» EXERCISE
From the passage on Bran and the singers, list every kind of creature, other than her own people, that Leaf names in her reply to "Where are the rest of you?"

» TEXT
______________________________

Worse yet, Bran’s first association with Leaf is his own sister Arya whom Bran fears may be dead. Leaf sings sad songs. The Knight in the “old” Bran may aspire to chivalry.

OBSERVATION 3: SONG

In ADwD, Bran’s POV, he finally sees and hears a child, or singer:

“That was not Arya’s voice, nor any child’s. It was a woman’s voice, high and sweet, with a strange music in it like none that he had ever heard and a sadness that he thought might break his heart”.

  • Martin endows Bran with a sensitivity to feel what he hears: Bran has a physical reaction to the “high and sweet” voices that intone “sadness” that “might break his heart”.

  • Bran addresses the child’s “voice”. He associates the child with Arya, but she does not have Arya’s or ANY child’s VOICE.

Sometimes the sound of song would drift up from some place far below. The children of the forest, Old Nan would have called the singers, but those who sing the song of earth was their own name for themselves in the True Tongue that no human man can speak. The ravens could speak it, though. Their small black eyes were full of secrets, and they would caw at him and peck at his skin when they hear the songs” (448).

  • Bran is not alone in being moved by the song of earth.

  • The song of earth have an effect on the ravens when they hear the singers. They “caw” as if trying to join their voices with the singers. They also peck at Bran’s skin, which suggests their nervous excitement.

  • The ravens may want Bran to join in the song as well.

“Where are the rest of you?” Bran asked Leaf, once.

“Gone down into the earth . . . Into the stones, into the trees. Before the First Men came all this land that you call Westeros was home to us, yet even in those days we were few . . . That was in the dawn of days, when our sun was rising. Now it sinks, and this is our long dwindling The giants are almost gone as well, they who were our bane and our brothers. The great lions of the western hills have been slain, the unicorns are all but gone, the mammoths down to a few hundred. The direwolves will outlast us all, but their time will come as well. In the world that men have made, there is no room for them, or us.”

  • These singers are so very wise, and Leaf is the singer who speaks for all the singers. When she says Westeros was once their HOME, Leaf surely realizes that Winterfell was once the home of Bran and the Stark family.

______________________________

» DATA
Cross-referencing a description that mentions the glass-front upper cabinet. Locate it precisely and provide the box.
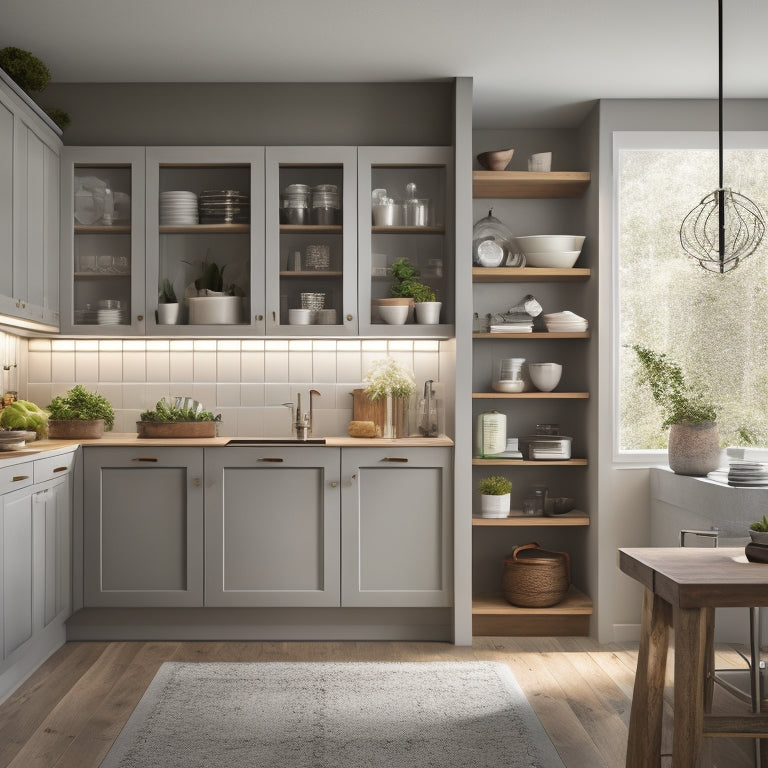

______________________________

» RESULT
- giants
- great lions of the western hills
- unicorns
- mammoths
- direwolves